-- Goal of the exercise --
Leaving out every picture, copy the lines of the material below exactly, from the line containing "[point] at the green paint" through the line containing "[point] at the white wall".

-- Supplied information --

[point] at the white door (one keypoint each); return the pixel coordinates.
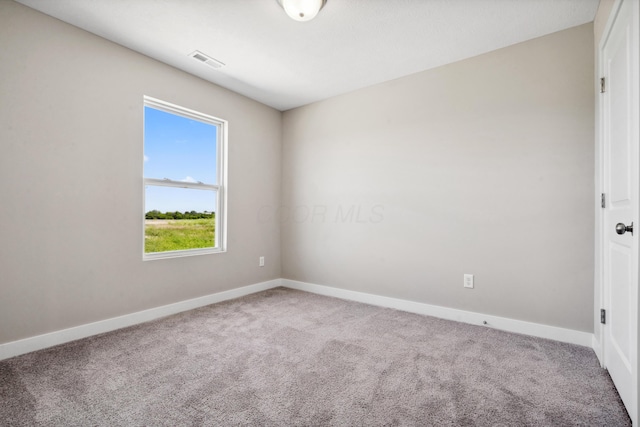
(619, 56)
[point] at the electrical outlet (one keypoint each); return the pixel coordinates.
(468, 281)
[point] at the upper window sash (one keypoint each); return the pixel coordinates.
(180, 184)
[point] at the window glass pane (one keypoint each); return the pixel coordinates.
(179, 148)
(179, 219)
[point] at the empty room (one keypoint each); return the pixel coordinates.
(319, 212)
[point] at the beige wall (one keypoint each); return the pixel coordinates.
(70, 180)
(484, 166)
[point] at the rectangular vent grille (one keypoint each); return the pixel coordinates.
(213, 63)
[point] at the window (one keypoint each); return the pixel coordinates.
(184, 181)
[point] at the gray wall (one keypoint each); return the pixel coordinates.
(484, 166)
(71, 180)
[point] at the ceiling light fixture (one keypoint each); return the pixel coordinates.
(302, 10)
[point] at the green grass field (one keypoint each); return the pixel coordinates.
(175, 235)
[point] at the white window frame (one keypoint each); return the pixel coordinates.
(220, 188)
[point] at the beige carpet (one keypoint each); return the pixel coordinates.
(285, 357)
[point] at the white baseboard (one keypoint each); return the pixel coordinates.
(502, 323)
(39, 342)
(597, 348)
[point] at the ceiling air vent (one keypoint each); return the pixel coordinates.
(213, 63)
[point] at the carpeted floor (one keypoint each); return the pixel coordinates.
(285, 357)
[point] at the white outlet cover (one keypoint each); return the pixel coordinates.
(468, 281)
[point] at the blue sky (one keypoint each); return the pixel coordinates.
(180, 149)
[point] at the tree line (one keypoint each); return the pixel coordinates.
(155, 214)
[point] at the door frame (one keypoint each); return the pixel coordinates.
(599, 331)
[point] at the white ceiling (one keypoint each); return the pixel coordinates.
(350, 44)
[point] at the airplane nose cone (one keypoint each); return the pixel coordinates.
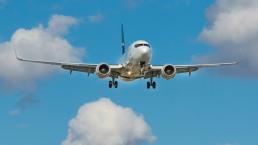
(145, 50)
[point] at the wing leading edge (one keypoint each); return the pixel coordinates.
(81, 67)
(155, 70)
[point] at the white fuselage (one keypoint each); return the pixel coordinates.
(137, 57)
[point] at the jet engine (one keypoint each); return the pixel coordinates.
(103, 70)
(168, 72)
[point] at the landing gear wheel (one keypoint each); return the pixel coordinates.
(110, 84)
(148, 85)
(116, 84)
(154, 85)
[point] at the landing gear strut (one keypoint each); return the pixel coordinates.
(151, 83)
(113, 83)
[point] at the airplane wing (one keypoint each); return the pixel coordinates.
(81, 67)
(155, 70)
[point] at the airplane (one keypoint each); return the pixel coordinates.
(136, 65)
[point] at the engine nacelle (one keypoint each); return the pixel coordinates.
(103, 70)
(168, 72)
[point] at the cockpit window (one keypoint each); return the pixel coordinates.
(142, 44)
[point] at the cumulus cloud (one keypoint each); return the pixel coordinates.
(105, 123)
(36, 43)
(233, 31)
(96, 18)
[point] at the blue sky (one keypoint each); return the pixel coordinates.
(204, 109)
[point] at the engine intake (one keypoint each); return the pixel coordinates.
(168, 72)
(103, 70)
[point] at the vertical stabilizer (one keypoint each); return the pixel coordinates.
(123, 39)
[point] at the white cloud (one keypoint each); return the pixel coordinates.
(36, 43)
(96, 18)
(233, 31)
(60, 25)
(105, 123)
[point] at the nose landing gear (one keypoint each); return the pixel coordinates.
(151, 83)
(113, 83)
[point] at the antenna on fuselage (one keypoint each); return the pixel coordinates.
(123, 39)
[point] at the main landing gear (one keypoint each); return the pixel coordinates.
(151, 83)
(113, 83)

==

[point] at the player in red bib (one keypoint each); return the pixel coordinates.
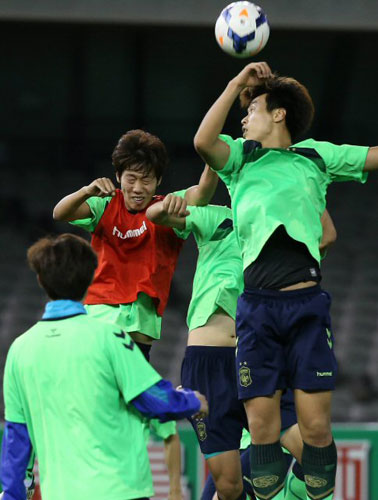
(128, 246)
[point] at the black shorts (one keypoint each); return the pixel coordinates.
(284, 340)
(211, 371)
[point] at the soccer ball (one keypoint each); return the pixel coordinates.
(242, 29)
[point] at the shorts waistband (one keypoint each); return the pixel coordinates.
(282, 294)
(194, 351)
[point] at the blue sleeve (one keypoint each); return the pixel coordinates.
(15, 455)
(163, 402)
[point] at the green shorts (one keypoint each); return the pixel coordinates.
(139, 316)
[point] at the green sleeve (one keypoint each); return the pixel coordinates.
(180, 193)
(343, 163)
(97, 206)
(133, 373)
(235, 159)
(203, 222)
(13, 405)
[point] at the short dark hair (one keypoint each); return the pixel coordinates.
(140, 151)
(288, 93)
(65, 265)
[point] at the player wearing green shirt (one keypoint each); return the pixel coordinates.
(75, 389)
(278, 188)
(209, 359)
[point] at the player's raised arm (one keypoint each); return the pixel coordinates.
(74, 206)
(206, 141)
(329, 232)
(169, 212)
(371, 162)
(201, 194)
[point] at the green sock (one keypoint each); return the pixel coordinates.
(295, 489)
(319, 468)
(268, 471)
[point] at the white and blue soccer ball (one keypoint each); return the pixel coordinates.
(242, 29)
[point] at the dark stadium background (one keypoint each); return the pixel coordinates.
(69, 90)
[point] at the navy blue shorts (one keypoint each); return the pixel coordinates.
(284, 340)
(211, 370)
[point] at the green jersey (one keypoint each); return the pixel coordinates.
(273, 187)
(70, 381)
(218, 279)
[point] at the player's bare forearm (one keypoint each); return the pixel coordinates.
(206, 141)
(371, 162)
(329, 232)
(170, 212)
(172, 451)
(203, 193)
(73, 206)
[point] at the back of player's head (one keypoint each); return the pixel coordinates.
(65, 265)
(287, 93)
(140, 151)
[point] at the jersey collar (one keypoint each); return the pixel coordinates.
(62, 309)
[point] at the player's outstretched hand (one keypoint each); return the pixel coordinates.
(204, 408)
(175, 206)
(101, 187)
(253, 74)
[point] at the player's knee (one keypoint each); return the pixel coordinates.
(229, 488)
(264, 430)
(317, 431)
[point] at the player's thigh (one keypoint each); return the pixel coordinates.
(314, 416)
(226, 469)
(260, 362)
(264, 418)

* * *

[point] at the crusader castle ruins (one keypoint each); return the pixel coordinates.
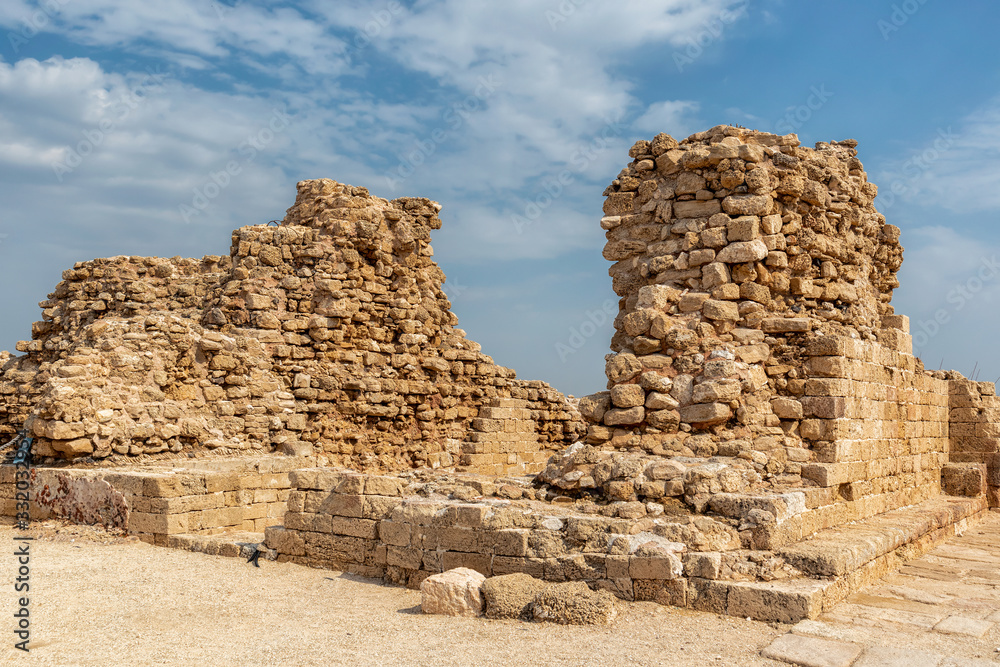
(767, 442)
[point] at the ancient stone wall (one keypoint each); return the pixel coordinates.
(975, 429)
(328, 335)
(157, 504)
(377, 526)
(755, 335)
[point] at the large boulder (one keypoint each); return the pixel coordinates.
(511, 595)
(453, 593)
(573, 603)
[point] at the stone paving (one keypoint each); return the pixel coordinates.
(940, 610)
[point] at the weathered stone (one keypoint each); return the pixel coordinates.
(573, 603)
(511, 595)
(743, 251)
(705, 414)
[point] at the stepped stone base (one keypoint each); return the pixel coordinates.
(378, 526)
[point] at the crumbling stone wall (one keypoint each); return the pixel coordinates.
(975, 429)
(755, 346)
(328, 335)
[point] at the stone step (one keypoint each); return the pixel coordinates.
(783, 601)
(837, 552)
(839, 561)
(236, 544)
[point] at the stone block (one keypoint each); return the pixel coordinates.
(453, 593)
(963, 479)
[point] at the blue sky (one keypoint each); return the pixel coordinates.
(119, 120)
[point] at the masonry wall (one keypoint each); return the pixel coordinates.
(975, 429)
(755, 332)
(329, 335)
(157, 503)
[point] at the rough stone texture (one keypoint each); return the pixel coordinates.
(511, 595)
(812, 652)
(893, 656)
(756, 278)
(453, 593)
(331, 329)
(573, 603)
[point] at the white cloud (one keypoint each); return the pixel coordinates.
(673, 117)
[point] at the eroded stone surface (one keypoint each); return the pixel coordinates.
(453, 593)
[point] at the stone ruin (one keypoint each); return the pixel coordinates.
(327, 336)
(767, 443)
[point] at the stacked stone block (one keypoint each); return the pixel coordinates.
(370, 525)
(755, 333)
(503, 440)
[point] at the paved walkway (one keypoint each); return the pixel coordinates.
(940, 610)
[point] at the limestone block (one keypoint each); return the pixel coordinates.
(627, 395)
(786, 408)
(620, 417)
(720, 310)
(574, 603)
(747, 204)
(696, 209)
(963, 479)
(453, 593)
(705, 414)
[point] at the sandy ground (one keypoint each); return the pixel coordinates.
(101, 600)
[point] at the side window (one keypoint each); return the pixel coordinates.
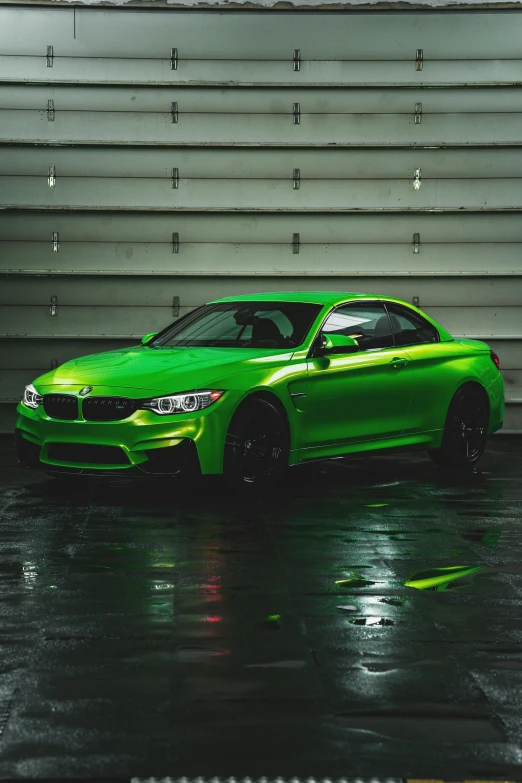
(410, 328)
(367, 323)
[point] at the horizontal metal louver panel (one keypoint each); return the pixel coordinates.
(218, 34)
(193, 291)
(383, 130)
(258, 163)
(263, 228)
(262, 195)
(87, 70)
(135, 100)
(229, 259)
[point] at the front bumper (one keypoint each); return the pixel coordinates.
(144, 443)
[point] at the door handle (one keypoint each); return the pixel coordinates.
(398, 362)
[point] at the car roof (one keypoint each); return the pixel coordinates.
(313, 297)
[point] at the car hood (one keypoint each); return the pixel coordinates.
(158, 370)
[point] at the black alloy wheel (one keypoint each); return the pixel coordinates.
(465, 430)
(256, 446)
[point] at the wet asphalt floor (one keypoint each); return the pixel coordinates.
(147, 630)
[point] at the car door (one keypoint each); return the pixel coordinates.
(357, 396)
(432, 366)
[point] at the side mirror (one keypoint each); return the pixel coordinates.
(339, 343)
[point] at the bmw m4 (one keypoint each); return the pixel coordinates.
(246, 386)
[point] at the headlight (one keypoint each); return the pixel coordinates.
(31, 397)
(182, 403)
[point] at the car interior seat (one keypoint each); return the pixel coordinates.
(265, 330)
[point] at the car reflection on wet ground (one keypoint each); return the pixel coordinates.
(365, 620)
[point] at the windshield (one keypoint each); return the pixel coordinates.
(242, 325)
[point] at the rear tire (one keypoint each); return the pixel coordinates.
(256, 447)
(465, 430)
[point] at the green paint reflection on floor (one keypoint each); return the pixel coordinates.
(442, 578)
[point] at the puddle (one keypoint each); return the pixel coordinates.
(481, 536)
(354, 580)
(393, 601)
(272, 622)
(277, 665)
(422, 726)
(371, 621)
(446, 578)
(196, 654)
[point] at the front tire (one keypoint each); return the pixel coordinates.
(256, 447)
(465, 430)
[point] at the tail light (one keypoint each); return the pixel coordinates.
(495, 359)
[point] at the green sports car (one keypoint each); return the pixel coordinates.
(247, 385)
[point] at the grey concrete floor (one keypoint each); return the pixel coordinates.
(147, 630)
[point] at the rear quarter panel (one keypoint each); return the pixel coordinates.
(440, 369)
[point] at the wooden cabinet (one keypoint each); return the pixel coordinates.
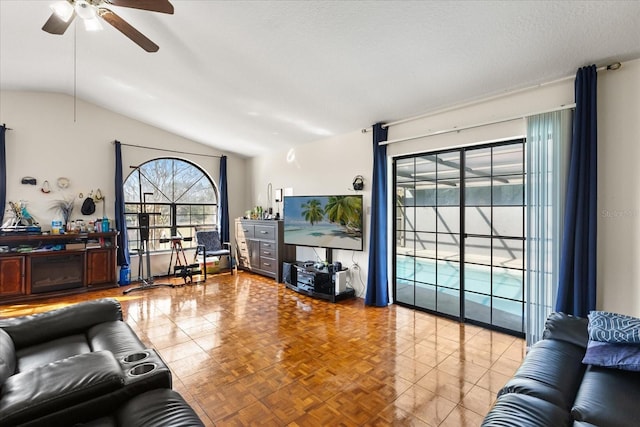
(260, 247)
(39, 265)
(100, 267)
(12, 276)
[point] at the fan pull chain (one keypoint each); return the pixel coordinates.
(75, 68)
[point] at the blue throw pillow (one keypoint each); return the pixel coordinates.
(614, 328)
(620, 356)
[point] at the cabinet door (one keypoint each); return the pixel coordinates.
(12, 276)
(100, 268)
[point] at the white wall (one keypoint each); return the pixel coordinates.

-- Answer for this exercise --
[point] at the green paint reflection on floor (one keypoint each); return the pixel coordinates.
(442, 578)
[point] at the puddle (one keypoint each); return the pixel coordinates.
(481, 536)
(354, 580)
(393, 601)
(272, 622)
(277, 665)
(422, 726)
(371, 621)
(446, 578)
(196, 654)
[point] at the front tire (one keypoint each); return the pixel coordinates.
(256, 447)
(465, 430)
[point] at the tail light (one keypoint each); return the pixel coordinates.
(495, 359)
[point] at the green sports car (one keypoint each); return the pixel coordinates.
(247, 385)
[point] at the grey concrete floor (one keypoint each); return the pixel coordinates.
(147, 630)
[point] at the rear quarter panel (one keypoint each); return the pixel coordinates.
(440, 369)
[point] at the wooden cabinet (one keypoint each); return the pixel coordinates.
(260, 247)
(39, 265)
(100, 267)
(12, 276)
[point] at the fan pull chain (one keypoint each); return the pixel coordinates.
(75, 68)
[point] at the blue throw pillow (one keypoint each); return the pixel coordinates.
(614, 328)
(620, 356)
[point] at the cabinet door (one keypoint each); return the pixel coordinates.
(12, 276)
(100, 268)
[point] at the white wall (one keypoint each); return the pixel coordinates.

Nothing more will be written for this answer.